Collected data entries

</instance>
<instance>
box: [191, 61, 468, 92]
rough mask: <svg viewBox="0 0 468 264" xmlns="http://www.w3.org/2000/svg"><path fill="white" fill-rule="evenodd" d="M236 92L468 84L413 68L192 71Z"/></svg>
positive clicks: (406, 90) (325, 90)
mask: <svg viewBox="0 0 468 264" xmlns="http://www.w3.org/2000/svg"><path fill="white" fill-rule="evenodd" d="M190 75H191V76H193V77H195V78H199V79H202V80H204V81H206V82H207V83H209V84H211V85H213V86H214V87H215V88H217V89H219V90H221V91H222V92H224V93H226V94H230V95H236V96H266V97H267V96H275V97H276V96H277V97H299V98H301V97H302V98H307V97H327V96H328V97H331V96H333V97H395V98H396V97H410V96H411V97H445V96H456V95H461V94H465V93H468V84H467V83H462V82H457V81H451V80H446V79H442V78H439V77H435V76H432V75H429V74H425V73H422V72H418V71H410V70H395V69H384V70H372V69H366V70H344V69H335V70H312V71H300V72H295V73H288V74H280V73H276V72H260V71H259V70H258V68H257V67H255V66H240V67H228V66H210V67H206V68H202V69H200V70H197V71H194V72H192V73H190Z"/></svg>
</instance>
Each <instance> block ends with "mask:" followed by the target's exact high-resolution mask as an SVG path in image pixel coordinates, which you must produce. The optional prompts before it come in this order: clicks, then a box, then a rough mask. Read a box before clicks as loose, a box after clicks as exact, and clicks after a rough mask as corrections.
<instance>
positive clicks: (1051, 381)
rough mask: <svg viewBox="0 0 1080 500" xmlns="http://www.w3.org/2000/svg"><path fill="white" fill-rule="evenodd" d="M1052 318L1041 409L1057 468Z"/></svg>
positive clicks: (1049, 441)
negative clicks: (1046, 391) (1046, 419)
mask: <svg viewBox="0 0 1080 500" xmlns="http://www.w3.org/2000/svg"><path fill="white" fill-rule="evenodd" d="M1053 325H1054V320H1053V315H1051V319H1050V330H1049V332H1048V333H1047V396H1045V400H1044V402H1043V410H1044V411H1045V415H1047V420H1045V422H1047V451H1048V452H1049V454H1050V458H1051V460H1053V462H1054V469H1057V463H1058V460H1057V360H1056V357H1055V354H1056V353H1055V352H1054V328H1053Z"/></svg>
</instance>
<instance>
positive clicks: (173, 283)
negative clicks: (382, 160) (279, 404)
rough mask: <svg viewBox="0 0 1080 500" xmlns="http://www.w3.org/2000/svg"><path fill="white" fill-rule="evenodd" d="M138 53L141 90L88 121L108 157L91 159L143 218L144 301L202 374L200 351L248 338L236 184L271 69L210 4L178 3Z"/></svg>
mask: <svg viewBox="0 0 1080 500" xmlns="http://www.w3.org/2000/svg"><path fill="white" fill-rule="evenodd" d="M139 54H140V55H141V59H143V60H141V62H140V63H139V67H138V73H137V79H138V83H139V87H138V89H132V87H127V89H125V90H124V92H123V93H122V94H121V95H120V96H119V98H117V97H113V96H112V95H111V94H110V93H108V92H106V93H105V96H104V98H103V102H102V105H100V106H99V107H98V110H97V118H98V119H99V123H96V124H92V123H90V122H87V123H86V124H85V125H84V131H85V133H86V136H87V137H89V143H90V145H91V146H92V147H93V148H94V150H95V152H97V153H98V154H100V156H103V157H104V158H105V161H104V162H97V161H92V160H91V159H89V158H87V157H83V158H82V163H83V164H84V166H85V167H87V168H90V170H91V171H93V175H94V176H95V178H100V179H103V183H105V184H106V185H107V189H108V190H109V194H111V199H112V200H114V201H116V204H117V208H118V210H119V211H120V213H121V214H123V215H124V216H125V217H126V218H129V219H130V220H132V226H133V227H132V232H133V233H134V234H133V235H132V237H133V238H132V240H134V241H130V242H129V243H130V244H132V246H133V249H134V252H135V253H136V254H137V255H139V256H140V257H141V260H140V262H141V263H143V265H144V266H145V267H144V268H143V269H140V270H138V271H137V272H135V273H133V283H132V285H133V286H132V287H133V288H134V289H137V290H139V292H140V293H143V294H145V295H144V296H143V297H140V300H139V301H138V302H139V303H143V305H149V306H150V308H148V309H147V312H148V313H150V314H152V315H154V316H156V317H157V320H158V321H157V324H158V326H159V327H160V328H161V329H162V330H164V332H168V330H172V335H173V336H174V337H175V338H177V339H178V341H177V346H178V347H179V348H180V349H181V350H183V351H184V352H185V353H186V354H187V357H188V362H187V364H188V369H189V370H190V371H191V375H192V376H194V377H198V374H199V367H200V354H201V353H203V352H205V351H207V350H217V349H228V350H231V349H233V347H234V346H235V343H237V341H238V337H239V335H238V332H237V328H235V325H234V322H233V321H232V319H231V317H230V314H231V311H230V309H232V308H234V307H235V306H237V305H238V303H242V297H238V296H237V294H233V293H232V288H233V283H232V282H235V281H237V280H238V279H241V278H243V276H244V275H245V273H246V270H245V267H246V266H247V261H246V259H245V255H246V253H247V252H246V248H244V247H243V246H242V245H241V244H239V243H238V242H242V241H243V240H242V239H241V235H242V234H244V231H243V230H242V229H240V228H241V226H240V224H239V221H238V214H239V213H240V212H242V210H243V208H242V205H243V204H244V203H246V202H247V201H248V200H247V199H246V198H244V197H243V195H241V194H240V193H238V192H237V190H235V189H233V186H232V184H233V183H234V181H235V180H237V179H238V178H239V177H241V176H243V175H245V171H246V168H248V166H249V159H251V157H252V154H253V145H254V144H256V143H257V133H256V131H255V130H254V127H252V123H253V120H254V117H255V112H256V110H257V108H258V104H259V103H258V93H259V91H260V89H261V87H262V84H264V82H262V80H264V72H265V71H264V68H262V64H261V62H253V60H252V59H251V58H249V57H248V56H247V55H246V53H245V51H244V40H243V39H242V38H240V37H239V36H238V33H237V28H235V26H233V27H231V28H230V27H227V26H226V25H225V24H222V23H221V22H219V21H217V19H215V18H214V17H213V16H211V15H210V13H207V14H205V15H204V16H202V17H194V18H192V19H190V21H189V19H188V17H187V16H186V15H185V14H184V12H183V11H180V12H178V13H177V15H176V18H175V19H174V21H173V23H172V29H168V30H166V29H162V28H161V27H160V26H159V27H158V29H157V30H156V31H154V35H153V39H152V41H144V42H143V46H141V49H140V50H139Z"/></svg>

Required action »
Each entry above is to be copied out exactly as written.

Reply »
</instance>
<instance>
box: [191, 61, 468, 92]
rough mask: <svg viewBox="0 0 468 264" xmlns="http://www.w3.org/2000/svg"><path fill="white" fill-rule="evenodd" d="M236 92L468 84L413 68L192 71Z"/></svg>
positive clicks: (406, 90) (325, 90)
mask: <svg viewBox="0 0 468 264" xmlns="http://www.w3.org/2000/svg"><path fill="white" fill-rule="evenodd" d="M190 75H191V76H193V77H195V78H199V79H202V80H204V81H206V82H207V83H209V84H211V85H213V86H214V87H215V88H217V89H219V90H221V91H222V92H224V93H226V94H230V95H236V96H266V97H267V96H275V97H276V96H277V97H299V98H301V97H302V98H307V97H327V96H328V97H331V96H333V97H395V98H396V97H410V96H411V97H445V96H456V95H461V94H465V93H468V84H467V83H462V82H457V81H451V80H446V79H442V78H439V77H435V76H432V75H429V74H425V73H422V72H418V71H410V70H395V69H384V70H372V69H366V70H344V69H335V70H312V71H300V72H295V73H288V74H280V73H276V72H260V71H259V70H258V68H257V67H255V66H240V67H228V66H210V67H206V68H202V69H200V70H197V71H194V72H192V73H190Z"/></svg>
</instance>
Each <instance> block ends with "mask:" followed by the target's exact high-resolution mask as an SVG path in image pixel coordinates, which you must produce. The optional prompts before it come in this order: clicks, then a box, then a rough mask. Read a box before clicks as loose, a box after clicks as exact, and clicks after a rough mask as corrections.
<instance>
positive clicks: (1051, 381)
rough mask: <svg viewBox="0 0 1080 500" xmlns="http://www.w3.org/2000/svg"><path fill="white" fill-rule="evenodd" d="M1052 318L1041 409L1057 468Z"/></svg>
positive clicks: (1049, 441)
negative clicks: (1046, 391) (1046, 419)
mask: <svg viewBox="0 0 1080 500" xmlns="http://www.w3.org/2000/svg"><path fill="white" fill-rule="evenodd" d="M1053 325H1054V320H1053V315H1051V319H1050V330H1049V332H1048V333H1047V396H1045V400H1044V402H1043V410H1044V411H1045V415H1047V420H1045V422H1047V451H1048V452H1049V454H1050V458H1051V460H1053V462H1054V469H1057V463H1058V460H1057V360H1056V357H1055V354H1056V353H1055V352H1054V328H1053Z"/></svg>
</instance>
<instance>
positive clicks: (173, 283)
negative clicks: (382, 160) (279, 404)
rough mask: <svg viewBox="0 0 1080 500" xmlns="http://www.w3.org/2000/svg"><path fill="white" fill-rule="evenodd" d="M138 53L141 90L88 121L108 157L91 159L143 218L144 301L202 374L200 351L248 338L236 184L271 69L210 4L178 3Z"/></svg>
mask: <svg viewBox="0 0 1080 500" xmlns="http://www.w3.org/2000/svg"><path fill="white" fill-rule="evenodd" d="M139 54H140V55H141V59H143V60H141V62H140V63H139V67H138V73H137V79H138V83H139V87H138V89H132V87H127V89H125V90H124V92H123V93H122V94H121V95H120V96H119V98H117V97H113V96H112V95H111V94H110V93H108V92H106V93H105V96H104V98H103V102H102V105H100V106H99V107H98V110H97V118H98V119H99V123H96V124H92V123H90V122H87V123H86V124H85V125H84V131H85V133H86V136H87V137H89V143H90V145H91V146H92V147H93V148H94V150H95V152H97V153H98V154H100V156H103V157H104V158H105V161H104V162H97V161H92V160H91V159H89V158H87V157H83V158H82V163H83V164H84V166H85V167H87V168H90V170H91V171H93V175H94V176H95V178H100V179H103V183H105V184H106V185H107V189H108V190H109V194H111V199H112V200H114V201H116V204H117V208H118V210H119V211H120V213H121V214H123V215H124V216H125V217H126V218H129V219H130V220H132V226H133V227H132V232H133V233H134V234H133V235H132V237H133V238H132V240H134V241H130V242H129V243H130V244H132V246H133V249H134V252H135V253H136V254H137V255H139V256H140V257H141V260H140V262H141V263H143V265H144V266H145V267H144V268H143V269H140V270H138V271H137V272H135V273H133V283H132V285H133V286H132V287H133V288H134V289H137V290H139V292H140V293H143V294H145V295H144V296H143V297H140V300H139V301H138V302H139V303H143V305H149V306H150V308H148V309H147V312H148V313H150V314H152V315H154V316H156V317H157V320H158V321H157V324H158V326H159V327H160V328H161V329H162V330H164V332H168V330H172V335H173V336H174V337H175V338H177V339H178V341H177V346H178V347H179V348H180V349H181V350H183V351H184V352H185V353H186V354H187V357H188V362H187V364H188V369H189V370H190V371H191V375H192V376H194V377H198V374H199V367H200V354H201V353H203V352H205V351H207V350H217V349H228V350H231V349H233V347H234V346H235V343H237V341H238V337H239V335H238V332H237V328H235V325H234V322H233V321H232V319H231V317H230V314H231V311H230V309H232V308H234V307H235V306H237V305H238V303H242V297H238V296H237V294H233V293H232V288H233V283H232V282H235V281H237V280H238V279H241V278H243V276H244V275H245V273H246V270H245V267H246V266H247V261H246V259H245V255H246V253H247V252H246V248H244V247H243V246H242V245H241V244H239V243H238V242H242V241H243V240H242V239H241V235H242V234H244V231H243V230H242V229H240V228H241V226H240V224H239V221H238V214H239V213H240V212H242V210H243V208H242V205H243V204H244V203H246V202H247V201H248V200H247V199H246V198H244V197H243V195H241V194H240V193H238V192H237V190H235V189H233V186H232V184H233V183H234V181H235V180H237V179H238V178H239V177H241V176H243V175H245V171H246V168H248V166H249V159H251V157H252V154H253V145H254V144H256V143H257V133H256V131H255V130H254V127H252V123H253V120H254V117H255V112H256V110H257V108H258V104H259V103H258V93H259V91H260V89H261V87H262V84H264V82H262V80H264V72H265V71H264V68H262V64H261V62H253V60H252V59H251V58H249V57H248V56H247V55H246V53H245V51H244V40H243V39H242V38H240V37H239V36H238V33H237V28H235V26H233V27H231V28H230V27H227V26H226V25H225V24H222V23H221V22H219V21H217V19H215V18H214V17H213V16H211V15H210V13H207V14H205V15H204V16H202V17H194V18H192V19H190V21H189V19H188V17H187V16H186V15H185V14H184V12H183V11H180V12H178V13H177V15H176V18H175V19H174V21H173V23H172V29H168V30H166V29H162V28H161V27H160V26H159V27H158V29H157V30H156V31H154V35H153V39H152V41H144V42H143V46H141V49H140V50H139Z"/></svg>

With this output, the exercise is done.